§ **Point annotation dataset records**
>> Begin
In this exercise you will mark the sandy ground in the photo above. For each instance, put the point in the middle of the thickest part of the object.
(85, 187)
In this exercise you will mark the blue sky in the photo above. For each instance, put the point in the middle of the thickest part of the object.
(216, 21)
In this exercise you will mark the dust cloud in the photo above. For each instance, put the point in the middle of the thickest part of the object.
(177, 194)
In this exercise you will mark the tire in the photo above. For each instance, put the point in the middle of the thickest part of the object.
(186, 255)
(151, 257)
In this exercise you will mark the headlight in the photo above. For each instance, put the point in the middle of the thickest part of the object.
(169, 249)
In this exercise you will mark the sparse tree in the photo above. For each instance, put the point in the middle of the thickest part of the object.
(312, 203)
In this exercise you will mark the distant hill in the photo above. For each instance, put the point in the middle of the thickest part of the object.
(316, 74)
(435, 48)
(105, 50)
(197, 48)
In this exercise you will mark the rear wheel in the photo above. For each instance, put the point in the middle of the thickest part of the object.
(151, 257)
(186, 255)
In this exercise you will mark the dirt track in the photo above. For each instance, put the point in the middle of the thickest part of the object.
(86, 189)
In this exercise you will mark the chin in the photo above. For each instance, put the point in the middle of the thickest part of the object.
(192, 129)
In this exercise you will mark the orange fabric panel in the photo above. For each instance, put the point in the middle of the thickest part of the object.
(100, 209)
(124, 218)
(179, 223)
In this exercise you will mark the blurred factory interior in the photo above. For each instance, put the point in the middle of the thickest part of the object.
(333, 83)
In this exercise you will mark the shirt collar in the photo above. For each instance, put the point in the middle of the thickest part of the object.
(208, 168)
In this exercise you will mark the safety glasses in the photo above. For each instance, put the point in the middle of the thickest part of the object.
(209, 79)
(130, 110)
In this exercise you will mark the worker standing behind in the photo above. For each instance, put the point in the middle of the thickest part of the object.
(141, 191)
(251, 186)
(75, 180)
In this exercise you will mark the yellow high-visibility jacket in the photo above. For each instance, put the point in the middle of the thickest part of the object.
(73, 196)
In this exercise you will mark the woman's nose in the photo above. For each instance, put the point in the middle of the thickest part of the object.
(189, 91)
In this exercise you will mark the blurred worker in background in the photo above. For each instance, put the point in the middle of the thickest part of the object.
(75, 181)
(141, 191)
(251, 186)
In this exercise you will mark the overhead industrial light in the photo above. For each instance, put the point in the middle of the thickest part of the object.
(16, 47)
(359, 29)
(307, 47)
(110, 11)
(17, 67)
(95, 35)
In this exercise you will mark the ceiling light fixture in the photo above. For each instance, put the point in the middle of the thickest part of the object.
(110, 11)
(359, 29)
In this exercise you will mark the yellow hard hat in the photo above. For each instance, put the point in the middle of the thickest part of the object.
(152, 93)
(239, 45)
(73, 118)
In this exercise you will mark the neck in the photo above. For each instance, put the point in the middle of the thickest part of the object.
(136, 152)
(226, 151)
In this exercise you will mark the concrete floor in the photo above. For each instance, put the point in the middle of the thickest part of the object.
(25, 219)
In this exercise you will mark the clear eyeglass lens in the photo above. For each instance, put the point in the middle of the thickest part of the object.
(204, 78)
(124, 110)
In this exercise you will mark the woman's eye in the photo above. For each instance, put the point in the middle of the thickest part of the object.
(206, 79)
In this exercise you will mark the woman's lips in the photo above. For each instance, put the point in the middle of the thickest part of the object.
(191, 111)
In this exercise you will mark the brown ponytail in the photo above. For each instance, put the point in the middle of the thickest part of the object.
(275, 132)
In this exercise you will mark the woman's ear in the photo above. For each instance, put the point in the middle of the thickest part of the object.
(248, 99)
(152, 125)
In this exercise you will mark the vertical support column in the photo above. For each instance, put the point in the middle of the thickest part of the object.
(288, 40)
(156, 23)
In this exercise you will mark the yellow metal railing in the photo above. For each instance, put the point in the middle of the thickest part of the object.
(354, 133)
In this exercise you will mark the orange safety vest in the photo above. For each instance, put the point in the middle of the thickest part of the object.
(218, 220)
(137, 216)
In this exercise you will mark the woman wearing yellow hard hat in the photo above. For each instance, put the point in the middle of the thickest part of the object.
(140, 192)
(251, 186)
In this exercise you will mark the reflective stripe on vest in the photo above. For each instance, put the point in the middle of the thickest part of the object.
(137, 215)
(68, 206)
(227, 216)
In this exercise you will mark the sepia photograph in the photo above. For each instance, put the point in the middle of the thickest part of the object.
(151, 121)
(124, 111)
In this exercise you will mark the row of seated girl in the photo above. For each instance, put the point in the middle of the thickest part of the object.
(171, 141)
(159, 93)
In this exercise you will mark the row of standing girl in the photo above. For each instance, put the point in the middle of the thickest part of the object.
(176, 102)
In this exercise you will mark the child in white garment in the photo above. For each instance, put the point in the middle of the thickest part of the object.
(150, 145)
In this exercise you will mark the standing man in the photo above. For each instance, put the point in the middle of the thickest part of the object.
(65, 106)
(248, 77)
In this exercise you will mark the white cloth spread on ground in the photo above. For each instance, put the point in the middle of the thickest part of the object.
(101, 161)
>> End
§ **Written exercise**
Go through the listing above and restate it word for word.

§ **Task output**
In this exercise you will mark the sandy ground in the photo above. For each instance, put the point in the middle of the thickest part of the object.
(85, 187)
In this exercise you will mark the blue sky in the photo above. For each instance, put the point in the middle of the thickest part of the object.
(216, 21)
In this exercise you will mark the dust cloud in the photo above. For each instance, put the point in the middle of the thickest part of the object.
(177, 194)
In this exercise you will mark the tire in the photo above. For each instance, put the point in the middle of the thickest part of the object.
(186, 255)
(151, 257)
In this exercise you will mark the headlight in the photo above. For each instance, put the point in the middle of the thickest part of the object.
(169, 249)
In this exercise you will mark the sparse tree in the photo above. For each instance, put the point in the middle of the thickest part of the object.
(312, 203)
In this exercise you will mark the distant hill in the photo above. For each instance, put the point in the middle of the thickest part of the object.
(316, 74)
(435, 48)
(105, 50)
(197, 48)
In this exercise you will mark the rear wheel in the photo above. For each instance, put the point in the middle of the thickest part of the object.
(151, 257)
(186, 255)
In this exercise you will mark the dirt track in the photo above. For each instance, put the point in the middle of the thickest part of the object.
(86, 189)
In this exercise you will mark the chin in the photo above. For each instance, put the point in the middle of the thickest part of the object.
(192, 129)
In this exercise you will mark the orange fabric panel in the photo above. For each instance, put the point in the middle of the thickest part of the object.
(100, 209)
(124, 218)
(179, 223)
In this exercise you will mark the blurred factory interior in the photo above. For each instance, put the point in the middle of the thickest part of the object.
(333, 83)
In this exercise you will mark the shirt collar in the photo above. For each instance, put the point in the middle of the thickest part of the object.
(208, 168)
In this exercise you will mark the safety glasses in the photo above. For each instance, put the point in the middle of the thickest part of the object.
(209, 79)
(130, 110)
In this exercise you will mark the worker standing behind in the photo above. For each instance, put the point in the middle of the thickest part of the object.
(141, 191)
(251, 186)
(75, 180)
In this exercise you will mark the yellow high-visibility jacket in the photo above. For each instance, put the point in the middle of the thickest part of the object.
(73, 196)
In this exercise you will mark the woman's nose in the photo above. For each instance, put the point in the middle of the thickest part of the object.
(189, 91)
In this exercise you will mark the blurred worker in background in the photo above. For each instance, put the point in the middle of the thickest part of the object.
(75, 181)
(141, 191)
(251, 186)
In this exercise you will mark the overhead industrial light in the photo above. For each instance, put the point in the middle of the thickest part of the object.
(16, 47)
(359, 29)
(307, 47)
(110, 11)
(17, 67)
(95, 35)
In this exercise you will mark the ceiling light fixture in the photo above. For each instance, put the point in the middle of the thickest part of the object.
(110, 11)
(359, 29)
In this exercise you will mark the yellow hard hat in the photo above. For each instance, put the point in the middle of the thickest part of the object.
(152, 93)
(239, 45)
(73, 118)
In this exercise you will mark the neck in the photo above. For each instance, put the point in the middle of the thickest part of the object.
(136, 152)
(226, 151)
In this exercise you will mark the concrete floor in the photo above. For each instance, put the point in the middle of the thickest part of the object.
(25, 219)
In this exercise you will mark the clear eyeglass lens in the photo above. For each instance, put the point in the middle of the thickest part of the object.
(204, 78)
(124, 110)
In this exercise you will mark the woman's eye in the photo above. For each instance, put the point in the middle of the thickest part of the object.
(206, 79)
In this exercise you will mark the woman's lips in the photo above. For each instance, put the point in the middle of the thickest part of the object.
(191, 111)
In this exercise you will mark the brown ponytail in the photo above. For each instance, put the point in the middle of the thickest part of the object.
(275, 132)
In this exercise you will mark the woman's ear in the photo above. For each instance, put the point in the middle of the thickest part of the object.
(248, 99)
(152, 125)
In this exercise you will mark the vertical support column in the photo above. For each instance, put the point in the middle of the thickest part of the object.
(288, 40)
(156, 23)
In this exercise you will mark the yellow metal railing in the photo above. For each instance, put the point in the middle of the thickest part of the object.
(354, 133)
In this exercise you will mark the orange safety vest in the photo above. For each instance, put the point in the middle of the thickest part of the object.
(218, 220)
(137, 216)
In this exercise you will mark the woman wearing yellow hard hat in the photo above. For each instance, put the point in the middle of the thickest part of the object.
(140, 192)
(251, 186)
In this exercise you will mark the reflective stripe on vest in the photo above. For each instance, put the point in the middle of the thickest part of the object.
(137, 215)
(68, 206)
(227, 216)
In this exercise you will mark the sepia photograph in the photo above. For each instance, put the point in the middle of the thickest part of the object.
(151, 121)
(124, 111)
In this exercise you will mark the row of seated girl in the photo above. For each instance, put the point in the middle of the thickest part of the object.
(171, 141)
(159, 93)
In this exercise you will mark the row of standing girl in the photo above. For each instance, put the point in the middle of the thickest part of the object.
(176, 102)
In this exercise you will mark the child in white garment in the photo above. For each instance, put the point in the middle of the thickest part of the object.
(150, 145)
In this exercise you will mark the standing man in the photo above. For each instance, put the point in the middle of the thickest part of the object.
(65, 106)
(248, 77)
In this exercise you will mark the white cloth spread on ground in the photo above. For each instance, put the point in the middle of the thickest part of the object.
(101, 161)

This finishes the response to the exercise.